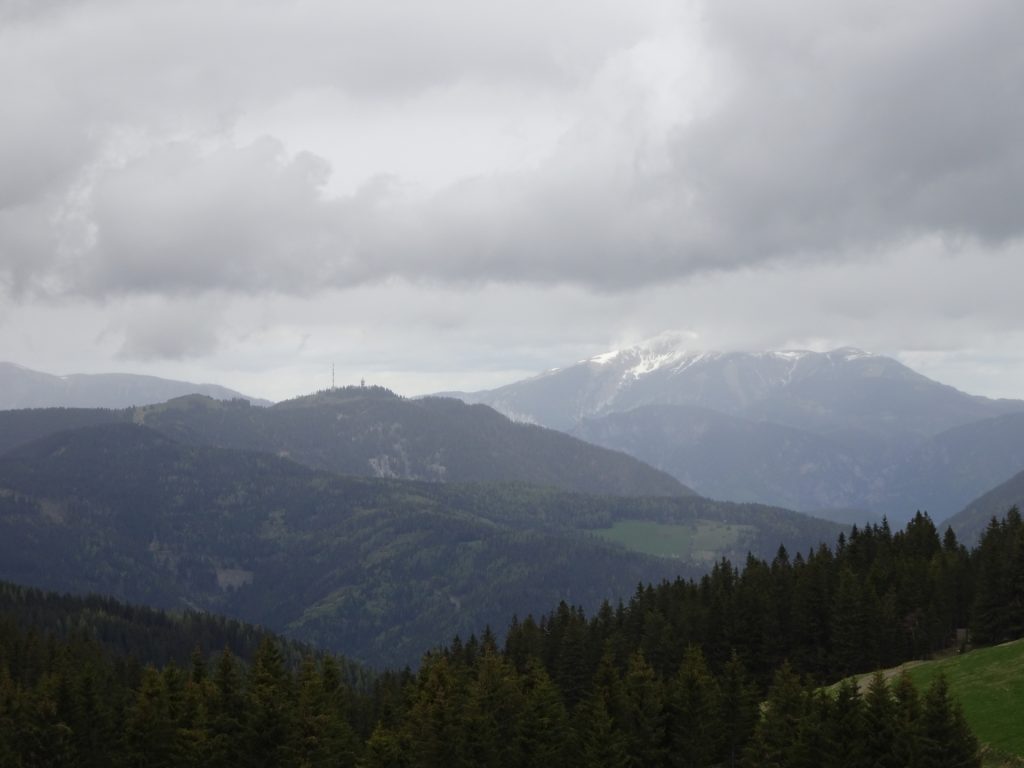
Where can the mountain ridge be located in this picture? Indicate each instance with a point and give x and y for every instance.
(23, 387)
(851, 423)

....

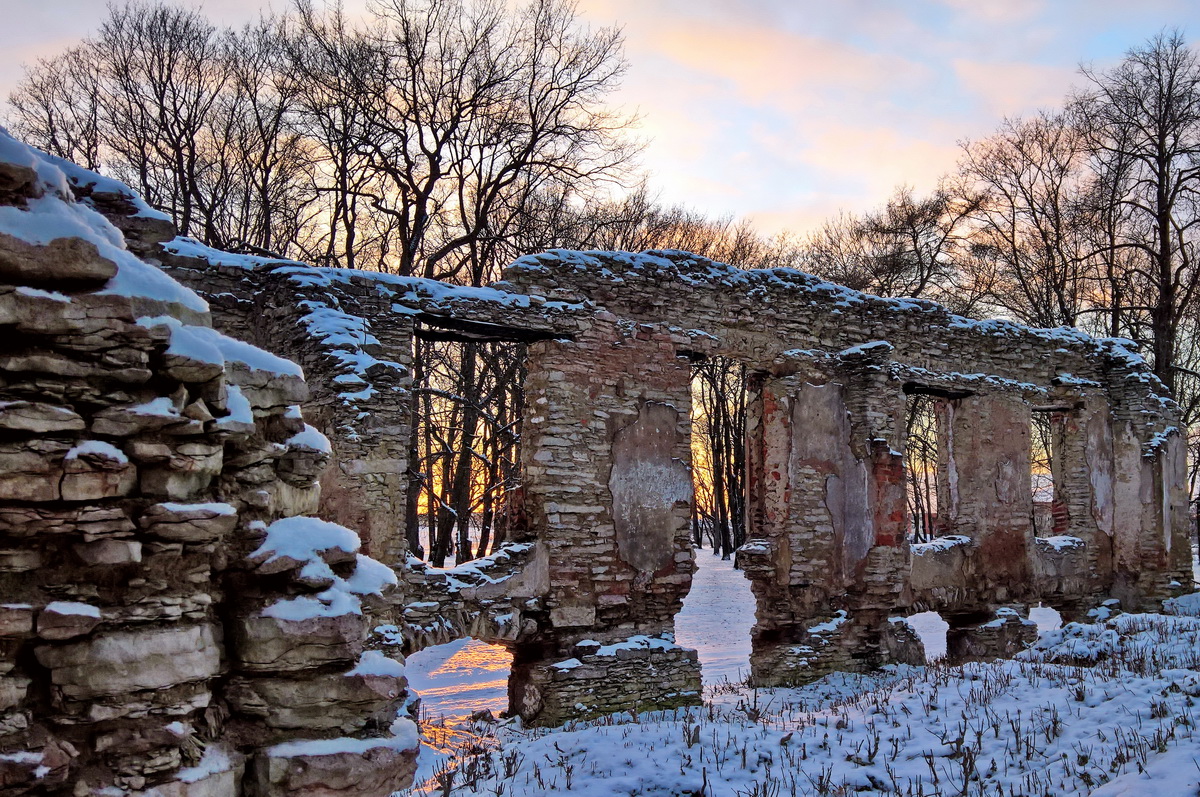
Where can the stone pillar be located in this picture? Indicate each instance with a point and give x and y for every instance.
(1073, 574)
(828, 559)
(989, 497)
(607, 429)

....

Report every line above that contains the word "this", copying each such line in full. Case counts.

Where can the mountain ridge be located in this picture? Indicate each instance with a point and give x and y for every instance.
Where can the stone pillar be located in this picture? Indicate each instance with a point and give x and y for every instance.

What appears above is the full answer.